→ TASK INSTRUCTIONS:
Could you extract every line of the records below that contains the word "grass" and copy each one in full?

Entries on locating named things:
"""

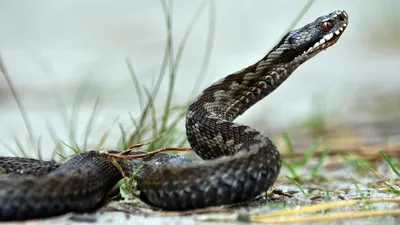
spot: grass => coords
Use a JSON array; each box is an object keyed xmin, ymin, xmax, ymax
[{"xmin": 0, "ymin": 1, "xmax": 400, "ymax": 221}]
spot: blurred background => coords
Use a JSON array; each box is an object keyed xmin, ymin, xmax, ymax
[{"xmin": 0, "ymin": 0, "xmax": 400, "ymax": 157}]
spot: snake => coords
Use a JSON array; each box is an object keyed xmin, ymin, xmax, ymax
[{"xmin": 0, "ymin": 10, "xmax": 348, "ymax": 221}]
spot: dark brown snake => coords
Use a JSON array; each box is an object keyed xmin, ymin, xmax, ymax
[{"xmin": 0, "ymin": 10, "xmax": 348, "ymax": 220}]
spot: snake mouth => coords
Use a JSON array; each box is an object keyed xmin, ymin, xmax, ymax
[{"xmin": 303, "ymin": 10, "xmax": 348, "ymax": 55}]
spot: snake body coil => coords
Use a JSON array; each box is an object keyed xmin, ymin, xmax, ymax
[{"xmin": 0, "ymin": 10, "xmax": 348, "ymax": 220}]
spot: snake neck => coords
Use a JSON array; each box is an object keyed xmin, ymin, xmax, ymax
[{"xmin": 188, "ymin": 58, "xmax": 296, "ymax": 121}]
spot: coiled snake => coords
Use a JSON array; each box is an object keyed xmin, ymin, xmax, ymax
[{"xmin": 0, "ymin": 10, "xmax": 348, "ymax": 220}]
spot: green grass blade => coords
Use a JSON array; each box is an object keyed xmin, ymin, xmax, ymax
[{"xmin": 379, "ymin": 150, "xmax": 400, "ymax": 177}]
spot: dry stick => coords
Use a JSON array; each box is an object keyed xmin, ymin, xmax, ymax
[
  {"xmin": 107, "ymin": 147, "xmax": 192, "ymax": 159},
  {"xmin": 249, "ymin": 199, "xmax": 400, "ymax": 223},
  {"xmin": 251, "ymin": 209, "xmax": 400, "ymax": 224}
]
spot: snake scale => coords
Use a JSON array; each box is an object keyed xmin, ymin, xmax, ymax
[{"xmin": 0, "ymin": 10, "xmax": 348, "ymax": 220}]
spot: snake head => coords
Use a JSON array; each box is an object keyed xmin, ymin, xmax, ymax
[{"xmin": 270, "ymin": 10, "xmax": 348, "ymax": 65}]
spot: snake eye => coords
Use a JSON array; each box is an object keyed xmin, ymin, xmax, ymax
[{"xmin": 322, "ymin": 21, "xmax": 333, "ymax": 32}]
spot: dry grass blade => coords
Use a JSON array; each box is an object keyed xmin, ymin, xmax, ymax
[
  {"xmin": 248, "ymin": 199, "xmax": 400, "ymax": 223},
  {"xmin": 107, "ymin": 147, "xmax": 192, "ymax": 159}
]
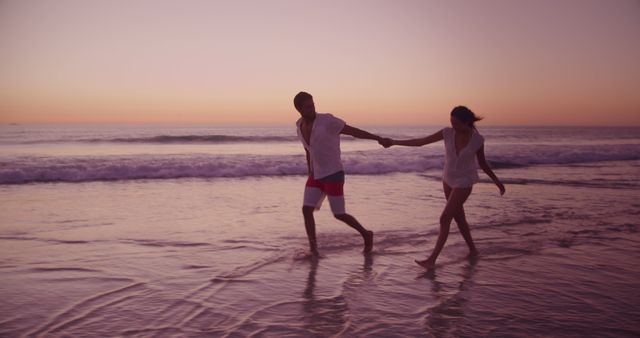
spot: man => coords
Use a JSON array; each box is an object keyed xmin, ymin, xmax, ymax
[{"xmin": 293, "ymin": 92, "xmax": 385, "ymax": 256}]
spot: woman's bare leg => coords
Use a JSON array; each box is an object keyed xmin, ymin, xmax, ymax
[{"xmin": 416, "ymin": 184, "xmax": 471, "ymax": 269}]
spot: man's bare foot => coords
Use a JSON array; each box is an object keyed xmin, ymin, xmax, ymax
[
  {"xmin": 415, "ymin": 259, "xmax": 436, "ymax": 270},
  {"xmin": 363, "ymin": 231, "xmax": 373, "ymax": 253}
]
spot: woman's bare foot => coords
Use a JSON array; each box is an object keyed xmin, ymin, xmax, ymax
[
  {"xmin": 415, "ymin": 259, "xmax": 436, "ymax": 270},
  {"xmin": 363, "ymin": 231, "xmax": 373, "ymax": 253}
]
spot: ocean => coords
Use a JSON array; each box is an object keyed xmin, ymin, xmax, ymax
[{"xmin": 0, "ymin": 123, "xmax": 640, "ymax": 337}]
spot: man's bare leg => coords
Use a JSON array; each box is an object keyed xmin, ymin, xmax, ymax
[
  {"xmin": 334, "ymin": 214, "xmax": 373, "ymax": 253},
  {"xmin": 302, "ymin": 205, "xmax": 319, "ymax": 256}
]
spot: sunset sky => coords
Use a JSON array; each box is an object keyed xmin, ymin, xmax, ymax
[{"xmin": 0, "ymin": 0, "xmax": 640, "ymax": 125}]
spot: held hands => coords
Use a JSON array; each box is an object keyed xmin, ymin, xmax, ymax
[{"xmin": 378, "ymin": 137, "xmax": 393, "ymax": 148}]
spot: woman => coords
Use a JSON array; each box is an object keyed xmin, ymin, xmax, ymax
[{"xmin": 380, "ymin": 106, "xmax": 505, "ymax": 270}]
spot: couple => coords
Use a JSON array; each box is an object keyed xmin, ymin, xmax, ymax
[{"xmin": 293, "ymin": 92, "xmax": 505, "ymax": 269}]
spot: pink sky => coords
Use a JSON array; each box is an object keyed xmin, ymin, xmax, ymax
[{"xmin": 0, "ymin": 0, "xmax": 640, "ymax": 125}]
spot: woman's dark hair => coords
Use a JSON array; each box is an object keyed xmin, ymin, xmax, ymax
[
  {"xmin": 293, "ymin": 92, "xmax": 313, "ymax": 109},
  {"xmin": 451, "ymin": 106, "xmax": 482, "ymax": 129}
]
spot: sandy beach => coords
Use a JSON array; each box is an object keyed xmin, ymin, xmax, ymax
[
  {"xmin": 0, "ymin": 127, "xmax": 640, "ymax": 338},
  {"xmin": 0, "ymin": 162, "xmax": 640, "ymax": 337}
]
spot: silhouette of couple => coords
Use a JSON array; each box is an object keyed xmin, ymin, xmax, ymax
[{"xmin": 293, "ymin": 92, "xmax": 505, "ymax": 269}]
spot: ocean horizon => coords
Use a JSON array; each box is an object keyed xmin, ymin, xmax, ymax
[{"xmin": 0, "ymin": 123, "xmax": 640, "ymax": 337}]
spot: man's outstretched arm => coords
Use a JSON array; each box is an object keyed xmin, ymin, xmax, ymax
[{"xmin": 340, "ymin": 124, "xmax": 383, "ymax": 142}]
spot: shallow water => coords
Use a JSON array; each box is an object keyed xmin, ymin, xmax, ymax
[{"xmin": 0, "ymin": 161, "xmax": 640, "ymax": 337}]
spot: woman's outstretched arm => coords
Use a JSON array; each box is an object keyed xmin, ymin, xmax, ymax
[
  {"xmin": 391, "ymin": 130, "xmax": 443, "ymax": 147},
  {"xmin": 476, "ymin": 145, "xmax": 506, "ymax": 195}
]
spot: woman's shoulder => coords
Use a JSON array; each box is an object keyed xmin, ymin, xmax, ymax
[{"xmin": 472, "ymin": 130, "xmax": 484, "ymax": 144}]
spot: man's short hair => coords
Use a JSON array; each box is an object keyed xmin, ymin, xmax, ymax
[{"xmin": 293, "ymin": 92, "xmax": 313, "ymax": 109}]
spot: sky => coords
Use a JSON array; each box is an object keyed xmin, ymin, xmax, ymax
[{"xmin": 0, "ymin": 0, "xmax": 640, "ymax": 126}]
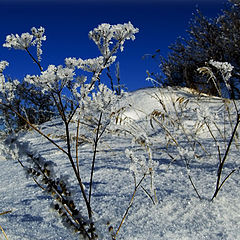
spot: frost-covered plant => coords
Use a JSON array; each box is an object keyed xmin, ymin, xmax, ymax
[
  {"xmin": 198, "ymin": 60, "xmax": 240, "ymax": 200},
  {"xmin": 0, "ymin": 61, "xmax": 19, "ymax": 103},
  {"xmin": 3, "ymin": 27, "xmax": 46, "ymax": 71},
  {"xmin": 149, "ymin": 61, "xmax": 240, "ymax": 200},
  {"xmin": 0, "ymin": 22, "xmax": 145, "ymax": 239}
]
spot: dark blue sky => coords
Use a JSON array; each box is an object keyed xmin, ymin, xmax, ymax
[{"xmin": 0, "ymin": 0, "xmax": 228, "ymax": 90}]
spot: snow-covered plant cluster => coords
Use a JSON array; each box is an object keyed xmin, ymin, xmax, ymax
[
  {"xmin": 3, "ymin": 27, "xmax": 46, "ymax": 62},
  {"xmin": 0, "ymin": 22, "xmax": 161, "ymax": 239},
  {"xmin": 0, "ymin": 61, "xmax": 19, "ymax": 102}
]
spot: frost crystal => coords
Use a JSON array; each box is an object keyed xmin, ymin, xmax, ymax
[
  {"xmin": 65, "ymin": 56, "xmax": 116, "ymax": 73},
  {"xmin": 3, "ymin": 27, "xmax": 46, "ymax": 62},
  {"xmin": 3, "ymin": 33, "xmax": 33, "ymax": 50},
  {"xmin": 0, "ymin": 61, "xmax": 19, "ymax": 102},
  {"xmin": 24, "ymin": 65, "xmax": 75, "ymax": 92},
  {"xmin": 89, "ymin": 22, "xmax": 139, "ymax": 59},
  {"xmin": 31, "ymin": 27, "xmax": 46, "ymax": 62},
  {"xmin": 209, "ymin": 60, "xmax": 234, "ymax": 90}
]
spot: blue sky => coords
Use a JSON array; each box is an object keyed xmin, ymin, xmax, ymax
[{"xmin": 0, "ymin": 0, "xmax": 228, "ymax": 91}]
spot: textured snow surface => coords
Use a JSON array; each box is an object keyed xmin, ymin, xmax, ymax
[{"xmin": 0, "ymin": 88, "xmax": 240, "ymax": 240}]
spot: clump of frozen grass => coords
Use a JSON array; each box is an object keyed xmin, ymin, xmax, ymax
[
  {"xmin": 0, "ymin": 22, "xmax": 156, "ymax": 239},
  {"xmin": 149, "ymin": 60, "xmax": 240, "ymax": 201}
]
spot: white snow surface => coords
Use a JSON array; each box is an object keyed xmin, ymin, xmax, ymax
[{"xmin": 0, "ymin": 88, "xmax": 240, "ymax": 240}]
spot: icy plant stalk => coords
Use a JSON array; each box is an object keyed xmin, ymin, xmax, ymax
[{"xmin": 0, "ymin": 22, "xmax": 138, "ymax": 239}]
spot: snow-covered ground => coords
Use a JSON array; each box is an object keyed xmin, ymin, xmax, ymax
[{"xmin": 0, "ymin": 88, "xmax": 240, "ymax": 240}]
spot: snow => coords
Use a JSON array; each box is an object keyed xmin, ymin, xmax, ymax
[{"xmin": 0, "ymin": 88, "xmax": 240, "ymax": 240}]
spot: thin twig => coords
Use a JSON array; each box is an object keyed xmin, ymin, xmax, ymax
[
  {"xmin": 211, "ymin": 114, "xmax": 240, "ymax": 201},
  {"xmin": 113, "ymin": 174, "xmax": 146, "ymax": 240},
  {"xmin": 88, "ymin": 112, "xmax": 103, "ymax": 204}
]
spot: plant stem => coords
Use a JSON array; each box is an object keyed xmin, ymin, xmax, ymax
[
  {"xmin": 113, "ymin": 174, "xmax": 146, "ymax": 240},
  {"xmin": 211, "ymin": 113, "xmax": 240, "ymax": 201},
  {"xmin": 25, "ymin": 48, "xmax": 43, "ymax": 72},
  {"xmin": 88, "ymin": 112, "xmax": 103, "ymax": 204}
]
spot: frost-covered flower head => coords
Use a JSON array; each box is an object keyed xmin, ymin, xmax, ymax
[
  {"xmin": 65, "ymin": 56, "xmax": 116, "ymax": 73},
  {"xmin": 0, "ymin": 61, "xmax": 9, "ymax": 92},
  {"xmin": 0, "ymin": 61, "xmax": 19, "ymax": 102},
  {"xmin": 31, "ymin": 27, "xmax": 46, "ymax": 62},
  {"xmin": 3, "ymin": 27, "xmax": 46, "ymax": 61},
  {"xmin": 0, "ymin": 61, "xmax": 9, "ymax": 73},
  {"xmin": 89, "ymin": 22, "xmax": 139, "ymax": 58},
  {"xmin": 3, "ymin": 33, "xmax": 33, "ymax": 50},
  {"xmin": 24, "ymin": 65, "xmax": 75, "ymax": 92}
]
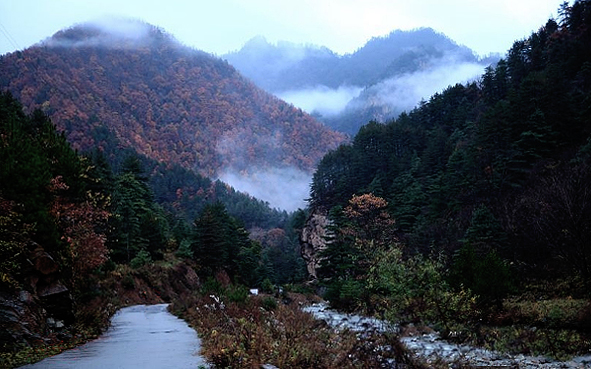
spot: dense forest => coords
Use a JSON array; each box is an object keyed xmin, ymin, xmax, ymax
[
  {"xmin": 223, "ymin": 28, "xmax": 477, "ymax": 93},
  {"xmin": 311, "ymin": 1, "xmax": 591, "ymax": 356},
  {"xmin": 0, "ymin": 20, "xmax": 343, "ymax": 177},
  {"xmin": 223, "ymin": 28, "xmax": 498, "ymax": 135},
  {"xmin": 0, "ymin": 92, "xmax": 305, "ymax": 353}
]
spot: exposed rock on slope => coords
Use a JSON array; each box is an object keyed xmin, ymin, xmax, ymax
[{"xmin": 300, "ymin": 211, "xmax": 330, "ymax": 280}]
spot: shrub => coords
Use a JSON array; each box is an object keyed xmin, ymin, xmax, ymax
[
  {"xmin": 261, "ymin": 297, "xmax": 277, "ymax": 311},
  {"xmin": 226, "ymin": 285, "xmax": 248, "ymax": 304},
  {"xmin": 129, "ymin": 250, "xmax": 152, "ymax": 269}
]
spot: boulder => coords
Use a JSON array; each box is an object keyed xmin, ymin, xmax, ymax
[{"xmin": 300, "ymin": 210, "xmax": 330, "ymax": 280}]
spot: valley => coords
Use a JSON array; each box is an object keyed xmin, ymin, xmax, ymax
[{"xmin": 0, "ymin": 0, "xmax": 591, "ymax": 368}]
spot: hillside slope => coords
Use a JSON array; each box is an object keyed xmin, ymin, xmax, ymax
[
  {"xmin": 0, "ymin": 21, "xmax": 343, "ymax": 176},
  {"xmin": 224, "ymin": 28, "xmax": 496, "ymax": 135}
]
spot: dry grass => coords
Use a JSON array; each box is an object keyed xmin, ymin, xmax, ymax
[{"xmin": 173, "ymin": 295, "xmax": 422, "ymax": 368}]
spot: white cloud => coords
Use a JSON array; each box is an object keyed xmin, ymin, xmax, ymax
[
  {"xmin": 279, "ymin": 86, "xmax": 362, "ymax": 116},
  {"xmin": 219, "ymin": 168, "xmax": 312, "ymax": 211},
  {"xmin": 370, "ymin": 63, "xmax": 484, "ymax": 111}
]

"""

→ RESULT FOR THIS TASK:
spot: grass => coords
spot: green grass blade => coords
spot: dry grass blade => coords
spot: clump of frozen grass => coords
spot: dry grass => coords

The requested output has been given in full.